— start Source extract —

# The Gentrification of St Pauls



## strung out (Apr 11, 2006)

Apparently, the gentrification of St Pauls was predicted ages ago. It seems to be the done thing among trendy professionals to try and spot the next area to become gentrified and move there. For some reason though, while many predicted it for areas such as Montpelier and St Pauls, it largely doesn't seem to have happened. Has anyone got any views on either why it hasn't happened or alternatively if you think it has or is starting to happen...

typical crappy guardian article about the subject here


----------



## Sunspots (Apr 11, 2006)

Tedix said:
			
		

> For some reason though, while many predicted it for areas such as Montpelier and St Pauls, it largely doesn't seem to have happened. Has anyone got any views on either why it hasn't happened or alternatively if you think it has or is starting to happen...



The 'trendy professionals' were waiting for scum like me to move out first.   

St.Pauls was once a very posh area AFAIK.

Anyway, you wait 'til the Merchant's Quarter shopping development is finished at this end of the M32.  I bet every estate agent in Bristol is hoping it has a knock on effect on property prices in neighbouring St.Pauls and Old Market.

— end Source extract —

# Exercise requirements
a) Can you quote the St Pauls gentrification thread word for word, starting with "St.Pauls was once" and going on through "and Old Market."?
b) What does the St Pauls gentrification thread say on each of these points?
(i) Which two areas does the opening post say many people predicted would become gentrified?
(ii) What shopping development does the reply say is being built at this end of the M32?
(iii) In the reply, who is hoping the development has a knock-on effect on property prices?

— start Material provided —

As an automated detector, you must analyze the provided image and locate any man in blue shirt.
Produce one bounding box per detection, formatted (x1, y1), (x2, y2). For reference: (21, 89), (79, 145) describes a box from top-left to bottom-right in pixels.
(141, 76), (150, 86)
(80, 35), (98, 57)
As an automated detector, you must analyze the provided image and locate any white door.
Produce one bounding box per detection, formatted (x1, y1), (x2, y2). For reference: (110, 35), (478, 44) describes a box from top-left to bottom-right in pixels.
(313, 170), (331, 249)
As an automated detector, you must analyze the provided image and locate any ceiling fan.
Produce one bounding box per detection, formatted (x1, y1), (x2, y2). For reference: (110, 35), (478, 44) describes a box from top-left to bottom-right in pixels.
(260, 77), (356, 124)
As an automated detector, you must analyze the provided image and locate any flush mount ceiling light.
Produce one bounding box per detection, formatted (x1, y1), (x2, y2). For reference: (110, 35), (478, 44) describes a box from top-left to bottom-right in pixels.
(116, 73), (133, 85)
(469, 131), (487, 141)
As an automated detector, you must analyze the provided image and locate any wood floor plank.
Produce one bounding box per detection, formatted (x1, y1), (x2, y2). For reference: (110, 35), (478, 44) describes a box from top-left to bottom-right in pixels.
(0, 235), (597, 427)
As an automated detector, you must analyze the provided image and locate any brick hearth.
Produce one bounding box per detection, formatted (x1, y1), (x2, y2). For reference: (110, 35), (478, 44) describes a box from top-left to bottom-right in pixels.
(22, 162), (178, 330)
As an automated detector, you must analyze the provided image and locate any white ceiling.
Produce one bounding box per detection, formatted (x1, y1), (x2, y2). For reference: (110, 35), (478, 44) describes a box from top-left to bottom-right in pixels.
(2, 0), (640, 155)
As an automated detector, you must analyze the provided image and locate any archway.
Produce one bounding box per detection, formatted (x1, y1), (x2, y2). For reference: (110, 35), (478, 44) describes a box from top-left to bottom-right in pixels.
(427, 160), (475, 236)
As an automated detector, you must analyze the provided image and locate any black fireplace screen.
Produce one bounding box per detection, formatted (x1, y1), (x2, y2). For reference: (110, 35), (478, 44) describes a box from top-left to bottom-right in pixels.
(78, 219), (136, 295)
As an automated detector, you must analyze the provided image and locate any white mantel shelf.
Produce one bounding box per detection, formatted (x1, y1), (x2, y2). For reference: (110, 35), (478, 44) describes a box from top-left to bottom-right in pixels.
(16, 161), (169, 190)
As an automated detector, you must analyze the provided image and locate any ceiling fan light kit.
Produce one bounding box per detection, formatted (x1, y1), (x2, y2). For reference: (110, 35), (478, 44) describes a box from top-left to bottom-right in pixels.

— end Material provided —

# Exercise answers
a)
St.Pauls was once a very posh area AFAIK.

Anyway, you wait 'til the Merchant's Quarter shopping development is finished at this end of the M32.  I bet every estate agent in Bristol is hoping it has a knock on effect on property prices in neighbouring St.Pauls and Old Market.

b)
(i) Montpelier and St Pauls.
(ii) The Merchant's Quarter shopping development.
(iii) Every estate agent in Bristol.